>> BEGIN

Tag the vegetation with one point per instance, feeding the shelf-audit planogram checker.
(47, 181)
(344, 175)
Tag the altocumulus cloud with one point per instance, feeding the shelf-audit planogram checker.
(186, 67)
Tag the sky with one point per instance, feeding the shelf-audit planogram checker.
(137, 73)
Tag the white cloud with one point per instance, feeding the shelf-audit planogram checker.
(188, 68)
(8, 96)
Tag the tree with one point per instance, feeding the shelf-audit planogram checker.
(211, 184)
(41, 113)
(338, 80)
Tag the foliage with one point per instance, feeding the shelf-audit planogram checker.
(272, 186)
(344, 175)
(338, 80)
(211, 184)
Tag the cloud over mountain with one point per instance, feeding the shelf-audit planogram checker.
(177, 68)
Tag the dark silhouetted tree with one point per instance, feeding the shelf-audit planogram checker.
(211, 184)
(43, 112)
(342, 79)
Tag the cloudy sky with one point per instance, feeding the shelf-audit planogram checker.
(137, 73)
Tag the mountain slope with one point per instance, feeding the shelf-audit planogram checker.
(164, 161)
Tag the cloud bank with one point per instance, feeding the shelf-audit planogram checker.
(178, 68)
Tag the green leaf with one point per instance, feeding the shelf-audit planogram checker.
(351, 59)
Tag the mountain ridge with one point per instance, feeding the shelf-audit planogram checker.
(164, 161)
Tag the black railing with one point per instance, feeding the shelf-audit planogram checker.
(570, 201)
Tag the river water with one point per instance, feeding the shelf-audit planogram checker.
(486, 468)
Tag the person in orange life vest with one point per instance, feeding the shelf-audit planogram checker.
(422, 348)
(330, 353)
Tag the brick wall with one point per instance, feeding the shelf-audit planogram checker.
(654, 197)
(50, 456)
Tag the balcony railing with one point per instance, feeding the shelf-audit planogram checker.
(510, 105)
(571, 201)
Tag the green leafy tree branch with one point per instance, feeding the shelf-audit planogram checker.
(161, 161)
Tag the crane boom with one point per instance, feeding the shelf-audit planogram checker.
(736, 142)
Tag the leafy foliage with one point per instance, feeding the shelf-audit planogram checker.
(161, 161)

>> END

Present every one of the lines above as a Markdown table, skipping any blank lines, with a column headed "Number" that counts the rows and a column headed "Entry" that holds each line.

**Answer to this exercise**
| Number | Entry |
|---|---|
| 1 | Tag the vegetation with one point per instance, feeding the shelf-audit planogram checker. |
| 2 | (47, 181) |
| 3 | (344, 175) |
| 4 | Tag the altocumulus cloud with one point per instance, feeding the shelf-audit planogram checker. |
| 5 | (186, 67) |
| 6 | Tag the sky with one point per instance, feeding the shelf-audit planogram checker. |
| 7 | (137, 73) |
| 8 | Tag the white cloud with one point per instance, feeding the shelf-audit planogram checker. |
| 9 | (188, 68) |
| 10 | (8, 96) |
| 11 | Tag the tree with one point per instance, feeding the shelf-audit planogram checker. |
| 12 | (211, 184) |
| 13 | (41, 113) |
| 14 | (338, 80) |
| 15 | Tag the foliage with one point per instance, feeding the shelf-audit planogram checker. |
| 16 | (272, 186) |
| 17 | (344, 175) |
| 18 | (338, 80) |
| 19 | (211, 184) |
| 20 | Tag the cloud over mountain with one point per instance, feeding the shelf-audit planogram checker. |
| 21 | (177, 68) |
| 22 | Tag the dark silhouetted tree with one point per instance, feeding the shelf-audit planogram checker. |
| 23 | (211, 184) |
| 24 | (43, 112) |
| 25 | (342, 79) |
| 26 | Tag the cloudy sky with one point per instance, feeding the shelf-audit planogram checker. |
| 27 | (137, 73) |
| 28 | Tag the mountain slope with one point per instance, feeding the shelf-audit planogram checker. |
| 29 | (164, 161) |
| 30 | Tag the cloud bank with one point per instance, feeding the shelf-audit planogram checker. |
| 31 | (178, 68) |
| 32 | Tag the green leaf with one point per instance, feeding the shelf-audit planogram checker. |
| 33 | (351, 59) |
| 34 | Tag the mountain ridge with one point per instance, feeding the shelf-audit planogram checker. |
| 35 | (164, 161) |
| 36 | Tag the black railing with one point per instance, feeding the shelf-audit planogram checker. |
| 37 | (570, 201) |
| 38 | Tag the river water with one point per instance, feeding the shelf-audit planogram checker. |
| 39 | (486, 468) |
| 40 | Tag the person in orange life vest with one point per instance, feeding the shelf-audit planogram checker. |
| 41 | (422, 348) |
| 42 | (330, 353) |
| 43 | Tag the brick wall with one point per instance, feeding the shelf-audit planogram checker. |
| 44 | (654, 197) |
| 45 | (50, 456) |
| 46 | Tag the balcony railing with one point per instance, feeding the shelf-audit planogram checker. |
| 47 | (510, 105) |
| 48 | (571, 201) |
| 49 | Tag the green leafy tree branch with one point per instance, feeding the shelf-audit planogram checker. |
| 50 | (161, 161) |
| 51 | Tag the crane boom with one point per instance, feeding the shelf-audit planogram checker. |
| 52 | (736, 142) |
| 53 | Tag the leafy foliage with one point per instance, feeding the shelf-audit planogram checker. |
| 54 | (161, 161) |